■ **Stated task**: All records are to be retyped faithfully and completely.

■ **Record set**:
_ _ _ _
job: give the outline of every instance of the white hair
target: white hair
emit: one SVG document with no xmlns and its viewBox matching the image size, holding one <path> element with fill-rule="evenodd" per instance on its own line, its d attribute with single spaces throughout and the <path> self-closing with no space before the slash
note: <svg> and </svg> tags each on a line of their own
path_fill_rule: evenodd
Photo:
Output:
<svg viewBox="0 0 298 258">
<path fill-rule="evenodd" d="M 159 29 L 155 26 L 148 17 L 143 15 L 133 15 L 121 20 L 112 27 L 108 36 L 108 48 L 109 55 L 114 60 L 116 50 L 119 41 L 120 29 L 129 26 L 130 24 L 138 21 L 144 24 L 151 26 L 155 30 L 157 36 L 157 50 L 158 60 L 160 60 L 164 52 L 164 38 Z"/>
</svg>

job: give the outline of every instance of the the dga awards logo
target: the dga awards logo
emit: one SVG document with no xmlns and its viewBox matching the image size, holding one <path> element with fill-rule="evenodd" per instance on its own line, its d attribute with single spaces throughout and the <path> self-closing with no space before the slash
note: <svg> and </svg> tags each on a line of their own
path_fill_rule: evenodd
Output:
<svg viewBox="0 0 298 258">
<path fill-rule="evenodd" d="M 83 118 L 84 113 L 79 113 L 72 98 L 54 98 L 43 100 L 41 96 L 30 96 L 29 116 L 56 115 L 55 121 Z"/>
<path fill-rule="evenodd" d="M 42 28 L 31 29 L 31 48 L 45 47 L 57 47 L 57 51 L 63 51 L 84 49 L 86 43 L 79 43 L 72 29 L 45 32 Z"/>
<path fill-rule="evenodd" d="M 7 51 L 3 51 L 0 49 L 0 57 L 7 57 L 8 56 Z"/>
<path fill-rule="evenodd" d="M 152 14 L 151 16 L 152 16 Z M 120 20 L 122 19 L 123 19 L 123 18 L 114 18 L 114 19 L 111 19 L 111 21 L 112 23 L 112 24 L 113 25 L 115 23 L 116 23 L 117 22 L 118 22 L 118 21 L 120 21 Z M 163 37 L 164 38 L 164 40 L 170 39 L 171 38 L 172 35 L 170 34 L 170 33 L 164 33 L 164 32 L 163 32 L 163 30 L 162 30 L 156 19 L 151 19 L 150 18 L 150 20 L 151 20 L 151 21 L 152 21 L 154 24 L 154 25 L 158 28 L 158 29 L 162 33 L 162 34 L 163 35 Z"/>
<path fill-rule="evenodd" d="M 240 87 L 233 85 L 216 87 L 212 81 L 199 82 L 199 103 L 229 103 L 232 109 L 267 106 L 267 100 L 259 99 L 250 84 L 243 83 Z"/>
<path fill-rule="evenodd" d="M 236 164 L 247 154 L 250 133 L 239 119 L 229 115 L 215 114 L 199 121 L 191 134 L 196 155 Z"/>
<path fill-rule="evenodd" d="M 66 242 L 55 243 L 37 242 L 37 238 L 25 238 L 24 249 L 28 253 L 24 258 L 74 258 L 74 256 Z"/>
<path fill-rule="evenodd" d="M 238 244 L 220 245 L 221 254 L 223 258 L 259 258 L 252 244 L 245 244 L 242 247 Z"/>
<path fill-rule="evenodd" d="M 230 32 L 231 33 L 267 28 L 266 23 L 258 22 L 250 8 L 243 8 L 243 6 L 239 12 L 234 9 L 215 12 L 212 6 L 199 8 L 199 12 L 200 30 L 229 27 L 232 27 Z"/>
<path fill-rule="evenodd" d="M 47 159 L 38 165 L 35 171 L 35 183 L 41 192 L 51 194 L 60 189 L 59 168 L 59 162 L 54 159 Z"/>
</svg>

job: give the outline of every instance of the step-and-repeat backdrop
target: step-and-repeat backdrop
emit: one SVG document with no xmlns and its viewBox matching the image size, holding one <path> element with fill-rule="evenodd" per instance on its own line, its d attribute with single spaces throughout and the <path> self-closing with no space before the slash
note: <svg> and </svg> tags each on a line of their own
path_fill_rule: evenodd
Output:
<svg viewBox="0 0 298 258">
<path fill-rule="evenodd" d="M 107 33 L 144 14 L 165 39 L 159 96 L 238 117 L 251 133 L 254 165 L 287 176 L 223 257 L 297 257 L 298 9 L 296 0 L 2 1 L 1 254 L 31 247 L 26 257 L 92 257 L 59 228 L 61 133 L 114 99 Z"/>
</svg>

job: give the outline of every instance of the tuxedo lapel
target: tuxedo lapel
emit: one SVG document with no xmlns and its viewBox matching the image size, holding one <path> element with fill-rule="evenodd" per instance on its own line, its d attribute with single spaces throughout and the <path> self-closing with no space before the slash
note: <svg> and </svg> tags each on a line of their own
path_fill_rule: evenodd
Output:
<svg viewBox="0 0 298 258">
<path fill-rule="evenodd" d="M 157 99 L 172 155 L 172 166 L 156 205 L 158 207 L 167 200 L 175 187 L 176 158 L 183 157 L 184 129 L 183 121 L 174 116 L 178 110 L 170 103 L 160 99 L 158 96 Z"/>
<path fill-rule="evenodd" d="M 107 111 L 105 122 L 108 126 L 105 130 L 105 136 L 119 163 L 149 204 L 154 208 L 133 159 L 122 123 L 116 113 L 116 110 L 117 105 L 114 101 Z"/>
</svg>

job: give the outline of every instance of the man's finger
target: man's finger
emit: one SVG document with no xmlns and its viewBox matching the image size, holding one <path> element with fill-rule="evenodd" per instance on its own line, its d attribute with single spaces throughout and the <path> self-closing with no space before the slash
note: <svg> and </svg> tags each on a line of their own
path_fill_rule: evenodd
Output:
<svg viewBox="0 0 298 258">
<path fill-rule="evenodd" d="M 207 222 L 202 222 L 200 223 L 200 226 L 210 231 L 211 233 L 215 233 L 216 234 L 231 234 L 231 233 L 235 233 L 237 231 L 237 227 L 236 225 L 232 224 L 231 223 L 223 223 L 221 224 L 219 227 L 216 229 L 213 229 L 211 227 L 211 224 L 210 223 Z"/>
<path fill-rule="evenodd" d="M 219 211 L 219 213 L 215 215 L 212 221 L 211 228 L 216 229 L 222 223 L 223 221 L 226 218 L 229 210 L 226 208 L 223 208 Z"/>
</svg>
_ _ _ _
■ **Response to this task**:
job: give the outline of every instance of the white hair
target: white hair
emit: one SVG document with no xmlns and its viewBox matching the image size, holding one <path> element with fill-rule="evenodd" per instance on its own line, its d attribute with single spaces throughout and the <path> self-closing with no space before the slash
note: <svg> and </svg> tags each on a line of their own
path_fill_rule: evenodd
Photo:
Output:
<svg viewBox="0 0 298 258">
<path fill-rule="evenodd" d="M 159 29 L 155 26 L 148 17 L 143 15 L 133 15 L 121 20 L 112 27 L 108 36 L 108 48 L 109 55 L 114 60 L 116 50 L 119 41 L 120 29 L 129 26 L 130 24 L 138 21 L 144 24 L 151 26 L 155 30 L 157 36 L 157 50 L 158 60 L 160 60 L 164 52 L 164 38 Z"/>
</svg>

job: give the outline of every instance of the the dga awards logo
target: the dga awards logo
emit: one SVG document with no xmlns and its viewBox matching the image size, holding one <path> element with fill-rule="evenodd" per instance on its own line, its d attribute with single spaces throughout and the <path> self-closing with no space before the slash
note: <svg> and </svg> tags each on a line of their own
path_fill_rule: evenodd
Output:
<svg viewBox="0 0 298 258">
<path fill-rule="evenodd" d="M 83 118 L 84 113 L 79 113 L 72 98 L 54 98 L 43 100 L 41 96 L 30 96 L 29 116 L 56 115 L 55 121 Z"/>
<path fill-rule="evenodd" d="M 42 28 L 31 29 L 31 48 L 45 47 L 57 47 L 57 51 L 63 51 L 84 49 L 86 43 L 79 43 L 72 29 L 45 32 Z"/>
<path fill-rule="evenodd" d="M 7 51 L 3 51 L 0 49 L 0 57 L 7 57 L 8 56 Z"/>
<path fill-rule="evenodd" d="M 152 14 L 151 16 L 152 16 Z M 120 20 L 122 19 L 123 19 L 123 18 L 114 18 L 114 19 L 111 19 L 111 21 L 112 23 L 112 24 L 113 25 L 115 23 L 116 23 L 117 22 L 118 22 L 118 21 L 120 21 Z M 163 37 L 164 38 L 164 40 L 170 39 L 171 38 L 172 35 L 170 34 L 170 33 L 164 33 L 164 32 L 163 32 L 163 30 L 162 30 L 156 19 L 151 19 L 150 18 L 150 20 L 151 20 L 151 21 L 152 21 L 154 24 L 154 25 L 158 28 L 158 29 L 162 33 L 162 34 L 163 35 Z"/>
<path fill-rule="evenodd" d="M 240 87 L 233 85 L 216 87 L 212 81 L 199 82 L 199 103 L 229 103 L 232 109 L 267 106 L 267 100 L 259 99 L 250 84 L 243 83 Z"/>
<path fill-rule="evenodd" d="M 236 164 L 247 154 L 250 133 L 239 119 L 229 115 L 215 114 L 199 121 L 191 134 L 196 155 Z"/>
<path fill-rule="evenodd" d="M 66 242 L 55 243 L 37 242 L 37 238 L 25 238 L 24 249 L 28 253 L 24 258 L 74 258 L 74 256 Z"/>
<path fill-rule="evenodd" d="M 238 244 L 220 245 L 221 254 L 223 258 L 259 258 L 252 244 L 245 244 L 242 247 Z"/>
<path fill-rule="evenodd" d="M 230 32 L 231 33 L 267 28 L 266 23 L 258 22 L 250 8 L 243 8 L 243 6 L 239 12 L 234 9 L 215 12 L 212 6 L 199 8 L 199 12 L 200 30 L 229 27 L 232 27 Z"/>
<path fill-rule="evenodd" d="M 47 159 L 38 165 L 35 171 L 35 183 L 41 192 L 51 194 L 60 189 L 59 168 L 59 162 L 54 159 Z"/>
</svg>

job: give the outline of every instance of the step-and-repeat backdrop
target: step-and-repeat backdrop
emit: one SVG document with no xmlns and its viewBox matching the image size, holding one <path> element with fill-rule="evenodd" per instance on its own line, its d attribute with single spaces throughout and the <path> self-closing with no space before the slash
note: <svg> and </svg> tags each on a line of their own
path_fill_rule: evenodd
Output:
<svg viewBox="0 0 298 258">
<path fill-rule="evenodd" d="M 107 33 L 144 14 L 165 39 L 159 96 L 238 117 L 251 133 L 254 165 L 287 176 L 223 257 L 297 257 L 298 9 L 296 0 L 2 1 L 1 254 L 31 247 L 26 257 L 92 257 L 59 228 L 61 133 L 114 99 Z"/>
</svg>

job: give the outline of every instance of the tuxedo lapel
target: tuxedo lapel
emit: one SVG document with no xmlns and its viewBox matching the image size, holding one <path> element with fill-rule="evenodd" per instance on its own line, its d attribute with single spaces throughout and the <path> self-closing with no space before the slash
note: <svg> and </svg> tags each on a line of their own
path_fill_rule: evenodd
Output:
<svg viewBox="0 0 298 258">
<path fill-rule="evenodd" d="M 157 99 L 172 155 L 172 166 L 156 205 L 158 207 L 167 200 L 175 187 L 176 158 L 183 157 L 184 129 L 183 121 L 174 116 L 178 110 L 170 103 L 160 99 L 158 96 Z"/>
<path fill-rule="evenodd" d="M 107 111 L 105 122 L 108 126 L 105 130 L 105 136 L 119 163 L 149 204 L 154 208 L 133 159 L 122 123 L 116 113 L 116 110 L 117 105 L 114 101 Z"/>
</svg>

job: give the outline of every instance of the man's finger
target: man's finger
emit: one SVG document with no xmlns and its viewBox matching the image size, holding one <path> element with fill-rule="evenodd" per instance on its own line, its d attribute with single spaces throughout and the <path> self-closing with no space before the slash
note: <svg> and </svg> tags each on a line of their own
path_fill_rule: evenodd
Output:
<svg viewBox="0 0 298 258">
<path fill-rule="evenodd" d="M 207 222 L 202 222 L 200 223 L 200 226 L 210 231 L 211 233 L 215 233 L 216 234 L 231 234 L 231 233 L 235 233 L 237 231 L 237 227 L 236 225 L 232 224 L 231 223 L 223 223 L 221 224 L 219 227 L 216 229 L 213 229 L 211 227 L 211 224 L 210 223 Z"/>
<path fill-rule="evenodd" d="M 219 211 L 219 213 L 215 215 L 212 221 L 211 228 L 216 229 L 222 223 L 223 221 L 226 218 L 229 210 L 226 208 L 223 208 Z"/>
</svg>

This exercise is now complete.